- [Prompt]:
Copy word for word the part of the passage on removing a tick that starts at "If a tick is" and ends at "or several more.".

(Passage to read begins)

How do I remove a latched-on tick?
If a tick is removed within the first number of hours, the risk of it passing on an infection it might be carrying is very low. Just how long a tick takes to get settled before it starts feeding is not clear – it could be an hour or two, or several more.
Flicking off a tick may leave behind the head and mouth parts, from which the bacteria can continue to ooze into you, McKeown explains. Instead the entire tick should be removed with a tweezers by gripping it close to the skin, to try to avoid the mouth parts breaking off. It is a good idea to have a specially designed tick-remover, (available in pharmacies or shops that sell hiking equipment) on standby if the need arises – whether for use on a family member or on a pet.
Step-by-step instructions with images on how to remove a tick can be read in the section on Lyme disease on hse.ie or on ticktalkireland.org, the website of a patient support group.
What should I do then?
The skin where the tick was found should be washed with soap and water and an antiseptic cream applied. The area should then be checked over the next few weeks for swelling or redness. If the site of the bite develops into a red, pimple-like swelling within a day or two, it is probably nothing more than minor skin irritation but keep an eye on it.

(Passage to read ends)
(Extracted material begins)

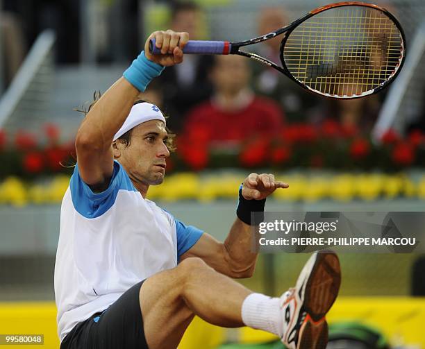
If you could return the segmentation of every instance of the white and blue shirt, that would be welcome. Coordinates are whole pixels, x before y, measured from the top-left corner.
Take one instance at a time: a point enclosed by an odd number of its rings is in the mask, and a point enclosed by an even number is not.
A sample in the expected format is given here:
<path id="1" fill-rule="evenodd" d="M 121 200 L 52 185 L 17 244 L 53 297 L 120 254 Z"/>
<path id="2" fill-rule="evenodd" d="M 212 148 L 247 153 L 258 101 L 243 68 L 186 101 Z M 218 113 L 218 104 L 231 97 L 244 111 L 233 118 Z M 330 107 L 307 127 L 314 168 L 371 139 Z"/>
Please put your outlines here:
<path id="1" fill-rule="evenodd" d="M 77 164 L 62 201 L 55 265 L 60 341 L 133 285 L 175 267 L 202 233 L 143 198 L 118 162 L 101 193 L 82 180 Z"/>

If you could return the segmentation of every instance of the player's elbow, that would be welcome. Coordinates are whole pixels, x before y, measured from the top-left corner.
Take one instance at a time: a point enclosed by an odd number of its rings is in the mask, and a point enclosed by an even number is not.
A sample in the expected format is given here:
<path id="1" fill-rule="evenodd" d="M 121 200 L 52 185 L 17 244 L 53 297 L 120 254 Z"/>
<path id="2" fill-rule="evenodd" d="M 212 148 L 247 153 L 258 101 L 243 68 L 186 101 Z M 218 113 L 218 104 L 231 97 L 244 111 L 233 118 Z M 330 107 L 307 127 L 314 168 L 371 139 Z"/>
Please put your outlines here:
<path id="1" fill-rule="evenodd" d="M 75 137 L 75 148 L 77 152 L 98 153 L 103 148 L 102 144 L 97 140 L 97 137 L 85 130 L 78 130 Z"/>
<path id="2" fill-rule="evenodd" d="M 234 279 L 247 279 L 251 278 L 256 269 L 255 264 L 249 266 L 248 268 L 238 269 L 234 266 L 231 269 L 231 277 Z"/>

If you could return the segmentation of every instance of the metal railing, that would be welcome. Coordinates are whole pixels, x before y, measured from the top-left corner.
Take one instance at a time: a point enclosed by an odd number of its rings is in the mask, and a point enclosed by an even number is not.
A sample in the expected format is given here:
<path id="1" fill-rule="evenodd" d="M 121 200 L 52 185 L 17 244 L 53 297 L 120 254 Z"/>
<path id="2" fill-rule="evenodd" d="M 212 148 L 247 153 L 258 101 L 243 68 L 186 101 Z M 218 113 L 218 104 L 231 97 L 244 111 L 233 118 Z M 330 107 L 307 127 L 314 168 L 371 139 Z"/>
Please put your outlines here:
<path id="1" fill-rule="evenodd" d="M 42 114 L 53 81 L 56 34 L 42 32 L 0 100 L 0 128 L 15 130 Z"/>

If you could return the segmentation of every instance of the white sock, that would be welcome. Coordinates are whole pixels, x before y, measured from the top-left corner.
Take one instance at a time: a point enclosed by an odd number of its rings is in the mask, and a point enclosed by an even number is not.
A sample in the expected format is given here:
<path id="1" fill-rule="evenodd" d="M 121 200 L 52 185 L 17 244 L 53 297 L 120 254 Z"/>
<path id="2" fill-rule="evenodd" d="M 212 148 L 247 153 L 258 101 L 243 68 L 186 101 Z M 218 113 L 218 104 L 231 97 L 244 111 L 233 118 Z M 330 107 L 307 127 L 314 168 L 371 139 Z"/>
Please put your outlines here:
<path id="1" fill-rule="evenodd" d="M 279 309 L 279 298 L 261 293 L 251 293 L 242 307 L 242 321 L 247 326 L 283 335 L 283 325 Z"/>

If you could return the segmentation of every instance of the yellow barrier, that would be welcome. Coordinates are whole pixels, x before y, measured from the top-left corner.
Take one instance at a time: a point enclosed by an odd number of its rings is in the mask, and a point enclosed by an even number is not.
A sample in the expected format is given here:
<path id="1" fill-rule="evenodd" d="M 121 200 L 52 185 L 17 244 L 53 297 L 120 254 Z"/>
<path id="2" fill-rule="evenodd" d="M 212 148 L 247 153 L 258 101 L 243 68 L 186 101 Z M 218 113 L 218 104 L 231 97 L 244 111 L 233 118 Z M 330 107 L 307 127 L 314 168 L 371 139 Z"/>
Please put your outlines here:
<path id="1" fill-rule="evenodd" d="M 0 334 L 44 334 L 44 344 L 37 348 L 56 349 L 59 347 L 56 316 L 56 308 L 53 303 L 0 303 Z M 328 321 L 332 323 L 341 320 L 372 325 L 380 329 L 392 344 L 403 343 L 425 348 L 425 298 L 341 298 L 330 312 Z M 240 334 L 243 342 L 273 338 L 266 332 L 247 327 L 241 329 Z M 222 343 L 225 337 L 225 330 L 195 318 L 179 349 L 211 349 Z M 13 348 L 26 349 L 28 346 Z"/>

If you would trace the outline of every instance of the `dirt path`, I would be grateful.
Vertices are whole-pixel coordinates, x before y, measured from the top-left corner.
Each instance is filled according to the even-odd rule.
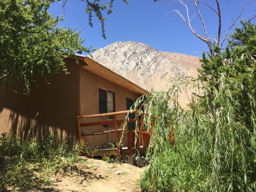
[[[137,181],[145,168],[89,159],[85,164],[77,164],[54,176],[51,178],[53,186],[36,191],[140,191]],[[122,174],[116,175],[117,170]]]

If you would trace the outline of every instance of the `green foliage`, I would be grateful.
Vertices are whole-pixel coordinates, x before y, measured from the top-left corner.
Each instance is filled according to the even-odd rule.
[[[21,141],[13,134],[0,137],[0,188],[27,191],[52,184],[50,176],[82,160],[79,157],[84,143],[68,150],[66,143],[54,146],[50,134],[40,142],[29,137]]]
[[[198,79],[180,79],[135,103],[140,113],[147,106],[145,124],[156,117],[152,160],[140,181],[145,191],[255,190],[256,28],[242,25],[225,52],[216,46],[214,54],[203,54]],[[189,110],[178,102],[183,89],[196,93]]]
[[[148,106],[146,112],[149,117],[145,118],[145,124],[151,124],[151,115],[156,117],[148,151],[151,163],[140,181],[146,191],[255,189],[252,185],[256,178],[255,101],[248,94],[251,131],[251,126],[247,126],[244,117],[237,113],[239,101],[232,94],[235,90],[246,89],[225,74],[219,75],[218,89],[214,89],[210,99],[208,96],[211,87],[185,78],[166,92],[143,96],[135,103],[135,108],[140,113],[140,106]],[[212,109],[202,114],[197,107],[197,97],[193,110],[183,109],[178,97],[179,90],[185,87],[204,94],[206,104]],[[172,132],[175,136],[173,144],[169,138]]]
[[[66,2],[68,0],[65,0]],[[122,0],[126,4],[129,4],[129,2],[127,0]],[[105,3],[100,3],[101,0],[96,0],[91,2],[89,0],[83,0],[86,2],[87,6],[86,7],[86,12],[88,14],[88,20],[89,25],[91,27],[93,26],[92,23],[93,13],[95,14],[96,16],[98,18],[101,24],[101,31],[102,32],[102,37],[104,38],[106,38],[105,33],[105,20],[106,17],[103,16],[102,11],[105,10],[108,7],[108,14],[112,13],[112,7],[114,3],[114,0],[109,0],[109,3],[107,5]]]
[[[209,55],[208,57],[203,55],[202,69],[198,71],[199,78],[211,87],[208,93],[210,99],[213,97],[214,90],[219,89],[218,80],[221,74],[225,74],[228,79],[240,82],[247,88],[238,92],[233,90],[231,94],[240,104],[240,106],[236,106],[237,113],[249,126],[252,114],[248,93],[256,99],[256,26],[249,22],[242,22],[242,28],[237,28],[230,36],[225,52],[221,52],[216,46],[214,55]],[[205,104],[205,100],[201,100],[201,103]]]
[[[79,33],[57,27],[62,18],[48,12],[51,0],[0,2],[0,83],[19,79],[29,94],[41,76],[68,73],[64,58],[76,51],[89,53]]]

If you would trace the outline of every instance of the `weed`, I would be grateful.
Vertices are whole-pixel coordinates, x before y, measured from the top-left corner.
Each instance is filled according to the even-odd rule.
[[[27,191],[51,185],[51,175],[69,165],[82,162],[79,155],[84,145],[82,142],[77,143],[71,150],[68,150],[66,143],[54,146],[51,134],[40,142],[28,136],[22,141],[13,134],[2,134],[0,159],[5,163],[1,167],[2,191],[7,189]]]

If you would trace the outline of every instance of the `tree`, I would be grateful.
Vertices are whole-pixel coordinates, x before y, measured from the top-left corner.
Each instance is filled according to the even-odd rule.
[[[242,27],[236,28],[230,35],[225,52],[221,52],[216,46],[214,55],[207,57],[203,54],[199,77],[212,89],[218,89],[218,80],[223,74],[234,83],[243,84],[245,89],[242,91],[234,91],[232,95],[239,103],[236,106],[238,117],[241,117],[247,126],[251,126],[253,112],[250,103],[252,98],[256,99],[256,26],[249,21],[241,24]]]
[[[54,18],[48,10],[54,0],[2,0],[0,1],[0,84],[19,80],[24,93],[29,94],[36,77],[63,71],[68,73],[64,59],[76,52],[90,53],[82,45],[79,32],[69,28],[57,27],[62,18]],[[127,3],[125,0],[124,2]],[[63,7],[67,0],[63,2]],[[108,6],[100,0],[84,1],[92,27],[92,14],[101,23],[105,38],[102,12],[108,7],[112,13],[113,0]],[[47,81],[47,79],[46,79]]]

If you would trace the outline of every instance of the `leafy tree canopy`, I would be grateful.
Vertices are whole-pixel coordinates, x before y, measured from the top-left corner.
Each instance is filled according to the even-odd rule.
[[[236,29],[230,36],[225,51],[221,52],[218,46],[215,47],[214,51],[215,54],[208,57],[203,55],[202,69],[198,70],[199,78],[212,88],[212,93],[214,89],[219,89],[221,74],[243,84],[245,88],[243,91],[233,91],[232,94],[239,101],[238,114],[250,124],[252,115],[250,97],[256,99],[256,26],[249,21],[242,22],[242,28]],[[205,103],[205,101],[202,103]]]
[[[64,0],[63,7],[67,0]],[[123,0],[126,3],[128,2]],[[29,94],[36,77],[63,71],[68,73],[64,59],[76,52],[89,53],[82,45],[79,32],[57,27],[61,17],[54,17],[48,10],[55,0],[2,0],[0,1],[0,83],[21,80],[24,92]],[[84,0],[89,23],[93,14],[101,23],[105,38],[102,12],[112,13],[113,0],[107,6],[100,0]]]

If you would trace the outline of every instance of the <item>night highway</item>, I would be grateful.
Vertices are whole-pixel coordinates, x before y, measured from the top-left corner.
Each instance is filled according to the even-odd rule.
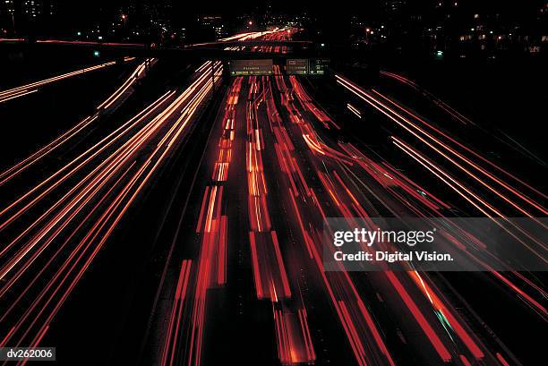
[[[546,363],[548,4],[69,3],[0,5],[0,365]]]

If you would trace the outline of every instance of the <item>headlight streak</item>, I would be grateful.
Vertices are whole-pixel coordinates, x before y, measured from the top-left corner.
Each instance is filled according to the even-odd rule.
[[[86,127],[90,125],[94,121],[96,121],[99,117],[99,111],[103,109],[107,109],[114,103],[118,101],[121,97],[124,96],[124,93],[132,87],[135,81],[137,81],[141,77],[143,76],[143,72],[145,71],[145,65],[148,63],[153,64],[155,59],[147,59],[141,64],[137,66],[135,71],[129,76],[129,78],[122,84],[122,86],[115,91],[110,97],[105,100],[99,106],[98,106],[98,113],[89,115],[78,123],[76,125],[61,134],[59,137],[55,139],[53,141],[49,142],[47,145],[44,146],[30,157],[24,158],[20,161],[11,168],[5,170],[2,174],[0,174],[0,187],[5,183],[9,182],[11,179],[15,177],[16,175],[22,173],[29,166],[36,164],[38,161],[42,159],[44,157],[50,154],[52,151],[59,148],[60,146],[66,143],[73,137],[76,136],[80,132],[83,131]],[[38,91],[38,89],[34,90]]]
[[[220,77],[220,63],[215,63],[213,67],[216,78]],[[13,302],[7,303],[8,311],[2,315],[3,323],[5,323],[8,314],[13,318],[13,312],[18,312],[17,321],[9,328],[2,345],[21,345],[26,341],[33,345],[39,344],[55,315],[129,208],[178,146],[189,123],[211,90],[210,70],[197,73],[195,81],[183,93],[175,90],[166,93],[78,157],[78,160],[86,158],[69,173],[69,176],[76,174],[81,165],[98,166],[80,182],[78,177],[73,176],[76,181],[73,179],[71,182],[78,182],[76,185],[26,229],[24,235],[18,235],[12,244],[23,240],[27,233],[30,234],[30,229],[47,218],[43,228],[32,234],[30,241],[22,243],[24,245],[15,250],[15,255],[12,254],[11,260],[2,265],[4,281],[0,288],[0,301]],[[107,147],[121,139],[126,139],[126,141],[119,148],[106,150]],[[147,149],[149,147],[151,149]],[[98,161],[99,153],[106,156]],[[30,197],[39,188],[46,187],[46,191],[34,199],[40,200],[59,186],[56,177],[74,164],[74,161],[69,163],[53,178],[42,182],[23,196]],[[67,177],[65,174],[61,179]],[[47,186],[50,182],[51,185]],[[13,208],[18,202],[9,208]],[[56,210],[57,212],[54,214]],[[7,210],[4,209],[3,214]],[[10,222],[23,213],[24,209]],[[49,217],[52,214],[53,217]],[[3,227],[5,226],[4,222]],[[57,243],[56,239],[62,233],[64,242]],[[5,256],[13,248],[13,245],[3,248],[3,254]],[[39,257],[47,255],[48,257],[40,260],[45,260],[45,263],[37,268],[36,274],[26,273],[36,267]],[[49,277],[52,273],[54,276]],[[23,280],[29,282],[20,284],[18,288],[21,291],[13,299],[12,287]],[[39,290],[39,295],[29,297],[28,292],[39,282],[44,285]],[[29,302],[26,310],[21,306],[23,300]]]

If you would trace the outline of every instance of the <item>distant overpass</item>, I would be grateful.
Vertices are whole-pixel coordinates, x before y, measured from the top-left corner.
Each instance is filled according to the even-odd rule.
[[[287,47],[287,53],[278,52],[255,52],[247,48],[253,47]],[[245,47],[244,50],[225,49]],[[285,59],[295,57],[315,56],[314,44],[310,41],[295,40],[234,40],[216,41],[188,45],[181,47],[151,47],[139,43],[116,43],[116,42],[91,42],[58,39],[5,39],[0,38],[0,49],[17,51],[24,49],[43,50],[44,52],[56,52],[56,50],[67,51],[71,48],[78,50],[89,49],[90,53],[98,51],[103,57],[164,57],[177,56],[187,59]]]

(Extracted material ends)

- [Exercise response]:
If a tick is removed within the first number of hours, the risk of it passing on an infection it might be carrying is very low. Just how long a tick takes to get settled before it starts feeding is not clear – it could be an hour or two, or several more.